[RECORD EXCERPTS]:
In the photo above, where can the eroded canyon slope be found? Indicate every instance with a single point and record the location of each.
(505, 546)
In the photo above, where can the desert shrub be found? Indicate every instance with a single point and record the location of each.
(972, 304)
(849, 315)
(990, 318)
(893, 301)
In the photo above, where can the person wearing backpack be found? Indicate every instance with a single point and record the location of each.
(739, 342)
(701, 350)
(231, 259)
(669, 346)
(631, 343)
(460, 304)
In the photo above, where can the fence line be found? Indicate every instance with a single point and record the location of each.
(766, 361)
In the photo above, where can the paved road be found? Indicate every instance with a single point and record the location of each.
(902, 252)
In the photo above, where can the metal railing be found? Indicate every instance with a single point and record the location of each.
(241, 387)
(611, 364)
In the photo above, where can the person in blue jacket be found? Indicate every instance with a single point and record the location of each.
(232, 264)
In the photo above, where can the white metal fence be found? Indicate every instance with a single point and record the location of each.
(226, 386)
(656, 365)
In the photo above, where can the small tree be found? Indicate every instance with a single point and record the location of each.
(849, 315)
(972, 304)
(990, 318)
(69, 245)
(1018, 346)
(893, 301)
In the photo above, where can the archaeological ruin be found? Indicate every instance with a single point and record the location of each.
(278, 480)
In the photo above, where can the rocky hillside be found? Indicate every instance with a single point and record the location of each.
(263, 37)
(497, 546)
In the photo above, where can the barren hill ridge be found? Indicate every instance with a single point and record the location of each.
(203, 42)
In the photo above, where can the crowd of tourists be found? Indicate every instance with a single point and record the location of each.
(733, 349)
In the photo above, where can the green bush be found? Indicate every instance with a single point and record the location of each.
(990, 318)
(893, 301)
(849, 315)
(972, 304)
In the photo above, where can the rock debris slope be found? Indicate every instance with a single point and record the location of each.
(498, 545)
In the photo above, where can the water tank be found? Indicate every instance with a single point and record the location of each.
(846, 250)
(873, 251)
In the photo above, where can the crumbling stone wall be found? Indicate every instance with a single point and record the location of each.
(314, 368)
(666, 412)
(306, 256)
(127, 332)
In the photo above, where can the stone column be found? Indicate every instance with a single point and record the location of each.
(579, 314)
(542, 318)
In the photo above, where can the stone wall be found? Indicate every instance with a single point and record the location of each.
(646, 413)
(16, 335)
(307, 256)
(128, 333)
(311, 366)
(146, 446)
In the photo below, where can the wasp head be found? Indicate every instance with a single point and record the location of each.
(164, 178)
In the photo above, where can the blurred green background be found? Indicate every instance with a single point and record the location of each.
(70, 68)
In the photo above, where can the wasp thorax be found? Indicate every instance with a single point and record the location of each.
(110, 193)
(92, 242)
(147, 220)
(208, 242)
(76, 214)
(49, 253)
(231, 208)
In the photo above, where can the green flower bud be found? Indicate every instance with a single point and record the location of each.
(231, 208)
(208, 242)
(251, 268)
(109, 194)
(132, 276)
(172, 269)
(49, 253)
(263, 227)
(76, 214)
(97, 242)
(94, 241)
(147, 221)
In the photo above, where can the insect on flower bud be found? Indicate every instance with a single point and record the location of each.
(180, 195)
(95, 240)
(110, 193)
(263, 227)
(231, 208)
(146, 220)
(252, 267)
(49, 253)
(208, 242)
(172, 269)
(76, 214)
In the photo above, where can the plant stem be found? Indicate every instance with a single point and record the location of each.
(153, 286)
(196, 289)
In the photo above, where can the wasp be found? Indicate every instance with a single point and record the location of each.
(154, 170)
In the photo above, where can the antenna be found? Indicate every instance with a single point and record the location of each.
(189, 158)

[WORK INSTRUCTION]:
Please reproduce each entry above exactly as it reads.

[SOLUTION]:
In the photo above, where can the eroded canyon slope be found? Indicate every instance with a single point and record the location of each.
(505, 546)
In the photo above, where can the desert shrub be found? Indicate every instance with a single point and record the location of each.
(972, 304)
(849, 315)
(990, 318)
(893, 301)
In the photo above, where can the person wearing backpack be found? Indicate every instance with a single point and record the location of each.
(739, 342)
(701, 350)
(231, 259)
(669, 346)
(631, 343)
(460, 304)
In the photo above, where can the fence line be found? Indicate every instance with a single point and record the location of each.
(766, 361)
In the photo above, where can the paved road be found? Indicate every instance with a single point and record the location of each.
(902, 252)
In the photo above, where can the metal railing be found? Indicate every instance with a single point and record the location of each.
(241, 387)
(611, 364)
In the photo above, where can the person in blue jacket be found? Indicate every instance with a single point and record the location of each.
(232, 264)
In the photo above, where can the white metal fence be found? Indicate every instance with a single point and record the location of each.
(226, 386)
(656, 365)
In the photo above, where can the small tree be found? Indicate every instance with a single point and record the location of each.
(849, 315)
(972, 304)
(990, 318)
(69, 245)
(1018, 346)
(893, 301)
In the photo above, where can the archaeological ruin be found? Indicate every instance with a single point and record the location of each.
(278, 480)
In the photo above, where can the rocky hillside be found? Indicate every instance with a single point and record the location of each.
(263, 37)
(497, 546)
In the photo above, where can the barren hill ridge be found? Indicate every instance with a single point and record the location of each.
(203, 42)
In the photo above, where can the crowd of tourists be found? Indicate every instance with a single point and record the location of each.
(733, 349)
In the photo above, where can the green bush be found? Indicate every instance with a single point and record the location of each.
(990, 318)
(893, 301)
(849, 315)
(972, 304)
In the photo above, where can the rock debris slope be found? Indicate every instance with a single point and record the location of each.
(498, 545)
In the photo above, where can the water tank be found? Indicate every instance with a single point and record the location of each.
(846, 250)
(873, 251)
In the photo above, where can the crumbling stone wall be found? Indicate every instance with a single point and record the location of each.
(314, 368)
(666, 412)
(306, 256)
(127, 332)
In the photo above, where can the stone column be found? Indicate every instance with a single point and record the location of each.
(579, 314)
(542, 318)
In the photo above, where can the stone wall be found? Indicate every instance with a single point and record the location of each.
(646, 413)
(16, 335)
(307, 256)
(128, 333)
(311, 366)
(146, 446)
In the photo below, where can the wasp head be found? Indicate every instance with a single point and record the location of each.
(164, 178)
In the photo above, where can the blurred green background be found? Indicate every instance with a single point and record the location of each.
(70, 68)
In the photo above, where can the wasp thorax be found? Indicate every instance with a single point and record the location of each.
(110, 193)
(92, 242)
(147, 220)
(208, 242)
(76, 214)
(49, 253)
(231, 208)
In the photo above, where can the green flower bud be found? Indicate every instance with a single point and record the location of each.
(231, 208)
(208, 242)
(251, 268)
(109, 194)
(132, 276)
(172, 269)
(49, 253)
(263, 227)
(76, 214)
(97, 242)
(94, 241)
(147, 221)
In the photo above, where can the insect on flower bud be found? Indicate every instance with a single point and record the location of each.
(180, 195)
(95, 240)
(110, 193)
(263, 227)
(231, 208)
(146, 220)
(252, 267)
(49, 253)
(208, 242)
(172, 269)
(76, 214)
In the photo above, where can the plant stem be found? Indicate every instance with a single point and record the location of each.
(153, 286)
(196, 289)
In the photo above, where can the wasp be found? Indicate every instance with a single point and record the location of each.
(154, 170)
In the photo above, where can the antenna be found? Indicate every instance with a single point and record the location of each.
(189, 158)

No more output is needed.